[[ THE INPUT, beginning ]]
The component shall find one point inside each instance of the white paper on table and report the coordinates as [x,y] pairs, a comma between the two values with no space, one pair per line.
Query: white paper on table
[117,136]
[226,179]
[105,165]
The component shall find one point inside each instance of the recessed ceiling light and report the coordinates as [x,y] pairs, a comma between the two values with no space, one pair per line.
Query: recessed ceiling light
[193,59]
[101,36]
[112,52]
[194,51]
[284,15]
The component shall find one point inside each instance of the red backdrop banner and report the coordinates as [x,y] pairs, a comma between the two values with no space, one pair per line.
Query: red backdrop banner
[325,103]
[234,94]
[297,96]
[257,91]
[[ THE INPUT, end ]]
[[ THE INPUT, beginning ]]
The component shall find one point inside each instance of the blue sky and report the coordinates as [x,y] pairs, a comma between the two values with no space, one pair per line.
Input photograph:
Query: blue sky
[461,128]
[[ THE INPUT, end ]]
The exact lines of the material above starting at the one that contains "of the white" and ending at the one that contains "of the recessed" are what to retype; leave out everything else.

• [SOLUTION TO THIS TASK]
The component shall find one point inside each instance of the white paper on table and report the coordinates as [x,y] pairs, a comma between the two values with no space, one pair per line.
Query: white paper on table
[117,136]
[226,179]
[105,165]
The component shall find one point inside each instance of the recessed ceiling light and report the coordinates as [x,y] pairs, a comma between the two values with no space, one pair per line.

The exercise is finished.